XFS can sometimes detect the geometry under software RAID, but in case you reshape it or you are using hardware RAID see how to calculate the correct sunit,swidth values for optimal performance.

Access time

On some filesystems you can increase performance by adding the noatime mount option to the /etc/fstab file. For XFS filesystems the default atime behaviour is relatime, which has almost no overhead compared to noatime but still maintains sane atime values. All Linux filesystems use this as the default now (since around 2.6.30), but XFS has used relatime-like behaviour since 2006, so no-one should really need to ever use noatime on XFS for performance reasons.[8]

See Fstab#atime options for more on this topic.

Discard

Despite XFS supporting async discard[9] since kernel 4.7[10][11], xfs(5) still recommends that you use the fstrim application to discard unused blocks rather than the discard mount option because the performance impact of this option is quite severe.

See Solid state drive#Periodic TRIM.

Defragmentation

Although the extent-based nature of XFS and the delayed allocation strategy it uses significantly improves the file system's resistance to fragmentation problems, XFS provides a filesystem defragmentation utility (xfs_fsr, short for XFS filesystem reorganizer) that can defragment the files on a mounted and active XFS filesystem. It can be useful to view XFS fragmentation periodically.

xfs_fsr(8) improves the organization of mounted filesystems. The reorganization algorithm operates on one file at a time, compacting or otherwise improving the layout of the file extents (contiguous blocks of file data).

Inspect fragmentation levels

To see how much fragmentation your file system currently has:

# xfs_db -c frag -r /dev/partition

Perform defragmentation

To begin defragmentation, use the xfs_fsr(8) command:

# xfs_fsr /dev/partition

Deduplication

The reflink feature, available since kernel version 4.9 and enabled by default since mkfs.xfs version 5.1.0, allows creating fast reflink'ed copies of files as well as deduplication after the fact, in the same way as btrfs:

Reflink copies

Reflink copies initially use no additional space:

$ cp --reflink bigfile1 bigfile2

Until either file is edited, and a copy-on-write takes place. This can be very useful to create snapshots of (large) files.

Deduplication

Existing filesystems can be deduped using tools like duperemove.

External XFS Journal

Using an external log (metadata journal) on for instance a SSD may be useful to improve performance [12]. See mkfs.xfs(8) for details about the logdev parameter.

Note: Using flash-memory may wear-out the drive. See Improving performance#Reduce disk reads/writes for SSD wear-out details.

To reserve an external journal with a specified size when you create an XFS file system, specify the -l logdev=device,size=size option to the mkfs.xfs command. If you omit the size parameter, a journal size based on the size of the file system is used. To mount the XFS file system so that it uses the external journal, specify the -o logdev=device option to the mount command.

# REQUIRED WORK
List every command that the XFS text shows on a line of its own, leaving out the leading prompt symbol. The material that follows comes from a separate source unrelated to the XFS text.

[Shape annotation entries]
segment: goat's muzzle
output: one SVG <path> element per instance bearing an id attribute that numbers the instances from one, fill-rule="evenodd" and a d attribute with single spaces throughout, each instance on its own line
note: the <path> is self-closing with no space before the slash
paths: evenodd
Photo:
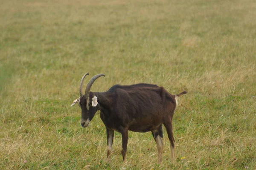
<path id="1" fill-rule="evenodd" d="M 89 122 L 90 120 L 89 119 L 89 118 L 87 119 L 86 120 L 82 119 L 81 121 L 81 126 L 82 128 L 86 128 L 88 126 Z"/>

# SOLUTION FOR THIS EXERCISE
xfs_db -c frag -r /dev/partition
xfs_fsr /dev/partition
cp --reflink bigfile1 bigfile2